● Your objective:
Swap every "clicks" for "points" in the lines from the first one through the line holding "positive clicks: (118, 127)", inclusive, and give back only those lines, with nothing else changed.

● Provided data:
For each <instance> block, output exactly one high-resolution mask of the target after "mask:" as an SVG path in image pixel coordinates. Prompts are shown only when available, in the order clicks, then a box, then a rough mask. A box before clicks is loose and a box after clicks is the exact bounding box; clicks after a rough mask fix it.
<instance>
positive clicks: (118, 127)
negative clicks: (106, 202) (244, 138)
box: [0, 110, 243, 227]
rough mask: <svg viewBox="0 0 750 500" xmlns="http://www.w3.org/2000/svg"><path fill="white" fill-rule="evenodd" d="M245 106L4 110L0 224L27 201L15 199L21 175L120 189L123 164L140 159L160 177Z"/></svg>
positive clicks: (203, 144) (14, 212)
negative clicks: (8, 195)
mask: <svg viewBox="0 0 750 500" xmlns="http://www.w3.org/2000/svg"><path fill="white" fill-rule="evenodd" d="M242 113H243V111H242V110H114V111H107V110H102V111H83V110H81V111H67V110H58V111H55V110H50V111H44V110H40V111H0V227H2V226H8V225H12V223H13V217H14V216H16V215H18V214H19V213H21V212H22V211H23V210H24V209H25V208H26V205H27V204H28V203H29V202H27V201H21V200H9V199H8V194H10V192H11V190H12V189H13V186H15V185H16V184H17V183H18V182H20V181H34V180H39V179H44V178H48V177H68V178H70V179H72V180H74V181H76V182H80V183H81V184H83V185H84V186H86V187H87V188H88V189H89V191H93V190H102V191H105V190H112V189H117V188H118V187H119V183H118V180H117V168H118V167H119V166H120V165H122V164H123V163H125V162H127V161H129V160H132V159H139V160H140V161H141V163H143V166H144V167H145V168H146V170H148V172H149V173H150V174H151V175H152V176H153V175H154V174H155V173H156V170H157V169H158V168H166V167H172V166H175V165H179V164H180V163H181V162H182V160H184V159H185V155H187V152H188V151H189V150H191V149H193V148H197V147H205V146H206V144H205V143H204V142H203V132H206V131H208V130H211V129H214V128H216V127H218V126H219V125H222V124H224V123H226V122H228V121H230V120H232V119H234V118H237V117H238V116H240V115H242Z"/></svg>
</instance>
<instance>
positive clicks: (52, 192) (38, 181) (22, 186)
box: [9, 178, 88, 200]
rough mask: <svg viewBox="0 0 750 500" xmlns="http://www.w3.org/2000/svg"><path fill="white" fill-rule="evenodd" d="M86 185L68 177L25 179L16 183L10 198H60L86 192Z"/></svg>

● Response box:
For each <instance> block, output exactly one high-resolution mask of the target after "mask:" as an SVG path in image pixel coordinates. Prompts are shown only when available, in the order points, then a box, then a rough mask. A box before points is loose and a box after points is the exact bounding box; points after a rough mask fix it.
<instance>
positive points: (118, 127)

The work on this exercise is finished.